= Supplied passage =
Aside from a quick steering test earlier in the week, the one-tonne rover had stood firmly on its six wheels since touching down inside an ancient impact basin called Gale Crater, located in the planet’s southern hemisphere near the equator.

At 10:17am EDT on Wednesday, Curiosity became a rover, trudging out a total of 4.5 metres, turning 120 degrees and then backing up 2.5 metres to position itself beside its first science target, a scour mark left behind by the rover’s descent engine.

Signs of life

Most of Curiosity’s drive time was spent taking pictures, including the first images of the rover’s tread marks in the Martian soil.

“It couldn’t be more important. We built a rover, so unless the rover roves, we really haven’t accomplished anything,” said Pete Theisinger, project manager with NASA’s JLP.

“We haven’t exercised the sample gathering capability, which is a key, key, key element of the rover’s science mission,” he added.

Engineers saw no problems during Curiosity’s test drive, clearing the way for a first round of analysis of rock blasted clean by the rover’s landing system engine.

More tests will be conducted before Curiosity takes off on its full mission to search for signs of life on the Red Planet.

The project also aims to study the Martian environment to prepare for a possible human mission there in the coming years.

Curiosity is due to make a longer drive in about a week to a place where three different types of terrain come together.

“The soil is firm, great for mobility,” said lead rover planner Heverly. “We should have smooth sailing ahead of us.”

= Given records =

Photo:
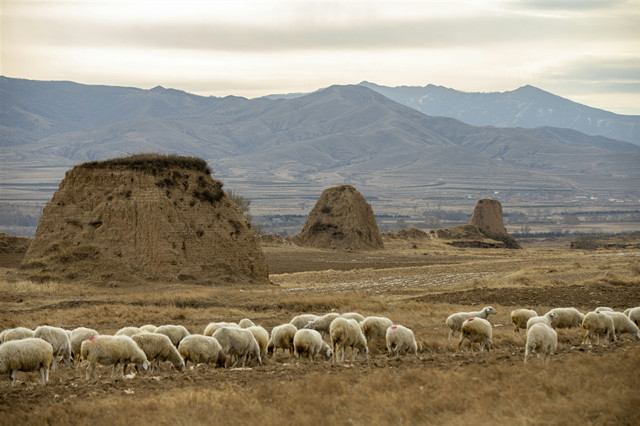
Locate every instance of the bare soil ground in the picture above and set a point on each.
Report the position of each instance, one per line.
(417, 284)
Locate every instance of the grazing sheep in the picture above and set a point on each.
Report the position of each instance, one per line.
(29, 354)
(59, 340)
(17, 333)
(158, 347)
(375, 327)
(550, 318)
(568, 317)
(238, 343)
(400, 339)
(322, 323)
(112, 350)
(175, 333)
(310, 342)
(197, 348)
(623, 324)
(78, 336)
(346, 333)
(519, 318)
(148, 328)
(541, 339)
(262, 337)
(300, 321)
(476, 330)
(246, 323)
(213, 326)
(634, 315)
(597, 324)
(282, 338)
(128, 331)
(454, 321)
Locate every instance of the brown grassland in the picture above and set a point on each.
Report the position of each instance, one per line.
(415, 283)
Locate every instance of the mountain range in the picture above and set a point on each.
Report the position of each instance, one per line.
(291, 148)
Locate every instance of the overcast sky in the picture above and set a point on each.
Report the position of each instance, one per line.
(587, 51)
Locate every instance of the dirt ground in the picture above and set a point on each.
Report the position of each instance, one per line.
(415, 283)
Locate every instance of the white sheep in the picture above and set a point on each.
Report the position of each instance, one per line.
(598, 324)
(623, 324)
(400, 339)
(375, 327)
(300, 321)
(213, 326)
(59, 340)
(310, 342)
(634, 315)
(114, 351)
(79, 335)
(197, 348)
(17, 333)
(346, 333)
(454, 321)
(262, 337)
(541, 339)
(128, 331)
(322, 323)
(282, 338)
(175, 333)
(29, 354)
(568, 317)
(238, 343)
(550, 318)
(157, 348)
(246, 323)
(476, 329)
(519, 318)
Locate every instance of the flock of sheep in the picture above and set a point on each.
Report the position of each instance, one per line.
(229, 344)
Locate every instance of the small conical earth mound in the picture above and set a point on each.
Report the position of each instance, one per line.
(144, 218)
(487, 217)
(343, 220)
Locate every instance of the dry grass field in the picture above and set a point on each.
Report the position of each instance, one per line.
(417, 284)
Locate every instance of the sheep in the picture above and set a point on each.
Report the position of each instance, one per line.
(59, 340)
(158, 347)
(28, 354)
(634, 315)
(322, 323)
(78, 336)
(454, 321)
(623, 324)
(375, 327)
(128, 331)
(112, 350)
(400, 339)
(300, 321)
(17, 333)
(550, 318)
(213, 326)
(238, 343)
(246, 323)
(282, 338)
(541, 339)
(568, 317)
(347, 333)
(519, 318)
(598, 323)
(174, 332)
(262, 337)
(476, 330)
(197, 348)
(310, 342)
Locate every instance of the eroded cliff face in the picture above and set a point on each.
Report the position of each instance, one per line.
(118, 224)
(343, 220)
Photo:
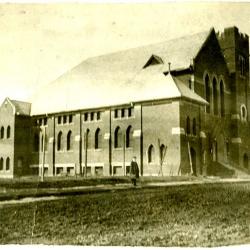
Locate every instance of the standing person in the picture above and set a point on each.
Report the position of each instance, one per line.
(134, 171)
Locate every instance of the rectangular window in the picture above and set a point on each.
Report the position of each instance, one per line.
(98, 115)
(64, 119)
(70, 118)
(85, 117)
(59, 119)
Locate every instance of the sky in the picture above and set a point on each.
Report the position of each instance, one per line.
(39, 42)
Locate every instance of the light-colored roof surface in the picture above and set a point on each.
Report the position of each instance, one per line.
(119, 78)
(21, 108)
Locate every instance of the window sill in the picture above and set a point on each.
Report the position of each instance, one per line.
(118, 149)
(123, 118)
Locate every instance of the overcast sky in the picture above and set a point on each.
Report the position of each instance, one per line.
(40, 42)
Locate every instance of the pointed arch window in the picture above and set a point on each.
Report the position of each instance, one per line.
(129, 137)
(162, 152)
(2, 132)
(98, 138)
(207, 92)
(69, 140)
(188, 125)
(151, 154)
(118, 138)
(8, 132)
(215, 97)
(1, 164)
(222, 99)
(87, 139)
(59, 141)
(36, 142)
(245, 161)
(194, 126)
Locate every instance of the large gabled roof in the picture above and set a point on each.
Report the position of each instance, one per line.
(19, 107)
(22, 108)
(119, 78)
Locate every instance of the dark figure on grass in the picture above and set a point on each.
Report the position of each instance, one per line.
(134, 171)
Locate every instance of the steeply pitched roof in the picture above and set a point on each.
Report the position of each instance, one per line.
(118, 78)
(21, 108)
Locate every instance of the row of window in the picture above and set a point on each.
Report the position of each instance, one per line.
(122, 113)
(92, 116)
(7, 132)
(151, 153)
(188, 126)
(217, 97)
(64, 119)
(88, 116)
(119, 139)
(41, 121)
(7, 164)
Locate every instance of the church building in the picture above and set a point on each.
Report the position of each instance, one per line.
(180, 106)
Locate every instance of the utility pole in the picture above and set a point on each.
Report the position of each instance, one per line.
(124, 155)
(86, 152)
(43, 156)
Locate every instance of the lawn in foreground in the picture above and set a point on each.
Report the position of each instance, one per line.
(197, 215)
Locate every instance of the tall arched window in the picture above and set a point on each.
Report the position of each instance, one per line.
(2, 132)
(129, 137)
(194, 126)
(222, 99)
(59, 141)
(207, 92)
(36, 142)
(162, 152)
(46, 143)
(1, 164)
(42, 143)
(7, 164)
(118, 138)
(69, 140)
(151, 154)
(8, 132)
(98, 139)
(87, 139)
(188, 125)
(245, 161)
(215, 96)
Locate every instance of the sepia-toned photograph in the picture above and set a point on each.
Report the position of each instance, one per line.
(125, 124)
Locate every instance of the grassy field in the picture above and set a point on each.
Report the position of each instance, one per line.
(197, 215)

= Goal 1 =
Restate word for word the part of the rover article that starts with the words "Engineers saw no" and ends after the words "the Red Planet.".
= Goal 2 =
Quote the records exactly, starting at the line that contains "Locate every instance of the sepia-toned" and ending with the last line of the records.
The rover article and the records are unrelated to each other.

= Written reply 1 =
Engineers saw no problems during Curiosity’s test drive, clearing the way for a first round of analysis of rock blasted clean by the rover’s landing system engine.

More tests will be conducted before Curiosity takes off on its full mission to search for signs of life on the Red Planet.

= Written reply 2 =
Locate every instance of the sepia-toned photograph in the picture above and set a point on each.
Report the position of each instance, one per line.
(125, 124)
Locate every instance of the grassy field in the picture above and set a point on each.
Report the position of each instance, one per line.
(197, 215)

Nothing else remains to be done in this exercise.